Point annotation records:
+--
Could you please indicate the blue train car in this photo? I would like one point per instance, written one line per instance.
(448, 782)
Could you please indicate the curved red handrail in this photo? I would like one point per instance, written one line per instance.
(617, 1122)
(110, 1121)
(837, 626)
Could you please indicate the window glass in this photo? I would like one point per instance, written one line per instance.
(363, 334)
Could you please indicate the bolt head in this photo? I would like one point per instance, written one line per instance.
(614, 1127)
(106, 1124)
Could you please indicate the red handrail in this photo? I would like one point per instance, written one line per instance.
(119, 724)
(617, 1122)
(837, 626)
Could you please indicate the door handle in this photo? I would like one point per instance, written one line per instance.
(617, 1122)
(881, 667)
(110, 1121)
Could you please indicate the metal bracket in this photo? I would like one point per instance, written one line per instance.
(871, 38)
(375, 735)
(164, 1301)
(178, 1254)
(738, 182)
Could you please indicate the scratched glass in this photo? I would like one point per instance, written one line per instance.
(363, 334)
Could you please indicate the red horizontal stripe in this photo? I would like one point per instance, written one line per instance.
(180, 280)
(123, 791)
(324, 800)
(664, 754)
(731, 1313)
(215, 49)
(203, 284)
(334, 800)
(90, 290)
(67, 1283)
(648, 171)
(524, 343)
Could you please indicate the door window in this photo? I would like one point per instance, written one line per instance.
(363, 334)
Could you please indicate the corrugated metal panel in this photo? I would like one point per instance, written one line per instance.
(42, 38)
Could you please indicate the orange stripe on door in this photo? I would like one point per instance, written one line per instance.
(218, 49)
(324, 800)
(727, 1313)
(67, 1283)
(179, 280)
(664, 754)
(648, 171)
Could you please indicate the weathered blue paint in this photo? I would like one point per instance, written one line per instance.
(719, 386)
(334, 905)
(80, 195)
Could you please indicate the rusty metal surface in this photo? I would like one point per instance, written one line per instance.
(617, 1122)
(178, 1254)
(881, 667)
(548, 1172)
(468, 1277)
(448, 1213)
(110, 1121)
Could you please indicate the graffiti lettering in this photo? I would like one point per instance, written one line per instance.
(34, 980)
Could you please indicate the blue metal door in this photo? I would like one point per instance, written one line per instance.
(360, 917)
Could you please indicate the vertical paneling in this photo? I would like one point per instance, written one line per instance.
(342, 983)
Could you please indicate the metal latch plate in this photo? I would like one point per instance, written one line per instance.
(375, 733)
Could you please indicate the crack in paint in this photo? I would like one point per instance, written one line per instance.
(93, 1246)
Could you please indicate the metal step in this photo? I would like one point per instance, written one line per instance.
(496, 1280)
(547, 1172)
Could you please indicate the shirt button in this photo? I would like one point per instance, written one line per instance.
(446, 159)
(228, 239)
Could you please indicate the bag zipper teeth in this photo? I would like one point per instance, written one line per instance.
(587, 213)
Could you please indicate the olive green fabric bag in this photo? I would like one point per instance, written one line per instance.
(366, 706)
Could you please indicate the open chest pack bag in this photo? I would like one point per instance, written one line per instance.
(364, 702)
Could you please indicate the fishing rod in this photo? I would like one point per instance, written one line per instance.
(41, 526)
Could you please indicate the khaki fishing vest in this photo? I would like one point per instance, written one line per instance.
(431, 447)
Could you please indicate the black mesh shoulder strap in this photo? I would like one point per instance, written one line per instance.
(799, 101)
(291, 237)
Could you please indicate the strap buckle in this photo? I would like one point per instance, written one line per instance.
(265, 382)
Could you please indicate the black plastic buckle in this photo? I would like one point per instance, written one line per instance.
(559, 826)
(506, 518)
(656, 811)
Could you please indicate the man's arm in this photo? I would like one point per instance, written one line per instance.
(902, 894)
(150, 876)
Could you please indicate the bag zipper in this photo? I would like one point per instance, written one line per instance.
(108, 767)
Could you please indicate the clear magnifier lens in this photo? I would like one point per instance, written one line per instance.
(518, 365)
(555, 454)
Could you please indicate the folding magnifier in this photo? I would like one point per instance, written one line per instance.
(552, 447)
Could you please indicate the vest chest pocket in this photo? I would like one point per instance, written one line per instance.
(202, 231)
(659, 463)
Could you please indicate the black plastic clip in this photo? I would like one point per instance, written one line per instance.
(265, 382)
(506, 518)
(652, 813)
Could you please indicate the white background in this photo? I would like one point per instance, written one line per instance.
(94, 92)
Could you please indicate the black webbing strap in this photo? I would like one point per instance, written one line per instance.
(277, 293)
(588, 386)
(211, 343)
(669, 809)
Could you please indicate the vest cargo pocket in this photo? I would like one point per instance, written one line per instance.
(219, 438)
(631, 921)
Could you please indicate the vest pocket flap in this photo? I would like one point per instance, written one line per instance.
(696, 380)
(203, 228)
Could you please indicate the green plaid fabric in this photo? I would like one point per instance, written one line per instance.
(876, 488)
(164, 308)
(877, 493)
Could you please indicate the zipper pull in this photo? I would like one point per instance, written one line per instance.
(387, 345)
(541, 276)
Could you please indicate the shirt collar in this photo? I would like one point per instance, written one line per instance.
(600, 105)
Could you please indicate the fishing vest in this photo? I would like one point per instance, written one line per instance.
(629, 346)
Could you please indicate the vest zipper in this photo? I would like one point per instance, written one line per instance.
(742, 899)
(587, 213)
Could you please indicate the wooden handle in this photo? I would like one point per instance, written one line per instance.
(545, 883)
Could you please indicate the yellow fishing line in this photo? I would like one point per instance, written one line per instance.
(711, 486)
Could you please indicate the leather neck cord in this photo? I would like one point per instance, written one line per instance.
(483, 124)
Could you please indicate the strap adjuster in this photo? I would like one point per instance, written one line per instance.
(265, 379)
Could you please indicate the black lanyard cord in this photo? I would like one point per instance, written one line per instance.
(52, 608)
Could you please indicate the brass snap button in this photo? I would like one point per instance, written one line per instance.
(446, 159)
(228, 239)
+--
→ Directions
Set out the complete listing exactly as shown.

→ Task solution
Could you please indicate the blue train car in this photo? I would like one point per instance, written one line per instance.
(448, 782)
Could you please indicate the curved red handrail in this photo? I would like one point per instance, written one line per instance.
(617, 1122)
(110, 1121)
(837, 626)
Could you please indicate the window glass in this photo? I would like one point per instance, written one line per instance.
(363, 334)
Could you please indicate the bolt head in this photo? I would like one point per instance, written one line per instance.
(614, 1127)
(106, 1124)
Could you please indicate the red handrail in this photo? I would like one point per instance, written one line per instance.
(119, 724)
(617, 1122)
(837, 626)
Could you please indicate the door handle in this photo? I would like one point per instance, written one line per instance.
(617, 1122)
(881, 667)
(110, 1121)
Could you please indicate the metal bracket in this photo? I would like one point per instance, written one line per instance.
(871, 38)
(375, 735)
(164, 1301)
(178, 1254)
(738, 182)
Could you please indicate the scratched glass in this photo? I would like one point per instance, written one line per instance.
(363, 334)
Could you please indicate the red horizontal stripe in this photo? I would like one point per instance, written one line per instance.
(180, 280)
(123, 791)
(324, 800)
(664, 754)
(731, 1313)
(215, 49)
(203, 284)
(334, 800)
(90, 290)
(67, 1283)
(648, 171)
(524, 343)
Could you please indicate the door window in this photo? I would like one point per instance, written one line per instance.
(363, 334)
Could you please indicate the corrugated metal panel in this photo? I would like one point per instance, written one line per instance.
(42, 38)
Could you please indicate the orange stripe on door in this photo? I would like one point per instance, written one line per instance.
(218, 49)
(324, 800)
(727, 1313)
(67, 1283)
(179, 280)
(664, 754)
(648, 171)
Could you please indicate the weathered blue paint in this photo? I would like one point per instance, written one line per instance.
(719, 386)
(334, 905)
(80, 195)
Could you please indicate the rusty metal surface in this photo? I would like one point per instance, written one line per instance.
(617, 1122)
(178, 1254)
(881, 667)
(548, 1172)
(468, 1277)
(448, 1213)
(110, 1121)
Could you please indicate the graffiti lettering in this photo? I would like one point per instance, written one line per instance.
(34, 980)
Could you please indicate the blue metal door in this photo? I would like one point per instance, written one line per instance.
(360, 917)
Could you please indicate the vertical paneling in this photo? I would like one point per instance, written one line per instance.
(342, 983)
Could you please indicate the metal latch plate in this photo? I would like one point per instance, written one line per instance.
(375, 733)
Could you please indicate the crack in paint in this photo? I would like one point per instance, written one line per instance.
(93, 1246)
Could you please indicate the metal step in this photo? I would like one point per instance, written one line per instance.
(496, 1280)
(547, 1172)
Could you please indicate the shirt button in this photo? I would like one point per instance, written one line per instance.
(446, 159)
(228, 239)
Could you please indicate the bag zipper teeth in this photo? I would like one point per instance, written one line per instance.
(587, 213)
Could you please indicate the olive green fabric bag in this photo? I would like one point per instance, written one line per instance.
(366, 706)
Could you please indicate the open chest pack bag in this photo? I would like one point per instance, written one line per instance.
(364, 702)
Could you please indicate the fishing rod in this photo? I would like one point per instance, written one line per instance.
(41, 526)
Could you please indicate the khaki fishing vest in this photo? I would like one point per instance, written one line per instance.
(431, 447)
Could you please indicate the black mesh shoulder strap in this photo? I would like one point per instance, written one line per instance.
(799, 101)
(291, 237)
Could you please indicate the strap buckle in this photo? I would like one point per instance, written one line per instance.
(265, 382)
Could you please indicate the black plastic buckle in this photo? I would like one point per instance, written one line per instance.
(559, 826)
(506, 518)
(656, 811)
Could you please indicate the man's arm in this photo? I would like one point per instance, written one line per instance.
(902, 894)
(150, 876)
Could you please indicate the bag zipper in this photo? I would like one point per instance, written one line per instance.
(108, 767)
Could you please indicate the clear magnifier lens in this photo? I would like one point per instance, written one line per instance.
(518, 365)
(555, 454)
Could you please indicate the folding magnifier in this photo? I would like one point per instance, written one line per instance.
(552, 447)
Could you please indicate the vest chest pocket in this photo? I would like one point per instance, written one line per instance.
(202, 231)
(659, 463)
Could you please indicate the black plastic clip in this photo? I would like one point per instance, written one line per instance.
(265, 382)
(506, 518)
(652, 813)
Could you please indicate the white background in this photo? I would like one point per instance, written one line per instance.
(94, 92)
Could you please indicate the black webbing strap in this photo? I would like one point per instance, written one line per instance.
(277, 293)
(588, 386)
(211, 343)
(669, 809)
Could you please indicate the vest cargo pocket in this photo? I would like one point per instance, written one line per instance.
(219, 438)
(631, 921)
Could you please indicate the vest pocket flap in this photo? I would like one point per instance, written one line per instance.
(696, 380)
(203, 228)
Could you please indicate the green plaid fabric in this photo? I would like one point per instance, written one line per instance.
(876, 488)
(164, 308)
(877, 493)
Could you please indicate the zipper pull in this photo? I would like one point per instance, written one line per instance.
(387, 345)
(541, 276)
Could you please indicate the shirt collar in this photo? I would like one point per instance, written one line per instance.
(600, 105)
Could you please indicate the fishing vest in this photo? I would like one point per instance, written one line per instance.
(629, 346)
Could you please indicate the vest zipper in this photo? I would like one point per instance, written one line per instance.
(742, 899)
(587, 213)
Could you please indicate the wooden handle in this photo? I would like one point per instance, written one line per instance.
(545, 883)
Could you please indicate the yellow fishing line in this photo? I would like one point per instance, written one line per instance.
(711, 486)
Could you please indicate the leather neck cord in this photo? I would like one point per instance, written one line per instance.
(483, 124)
Could you please indicate the strap adjuster in this photo? I would like one point per instance, written one line per instance.
(265, 379)
Could you please indicate the black lanyard cord in this photo? I would like one point per instance, written one line per instance.
(52, 608)
Could you please indicate the brass snap button in this photo? I would like one point per instance, written one line per instance.
(446, 159)
(228, 239)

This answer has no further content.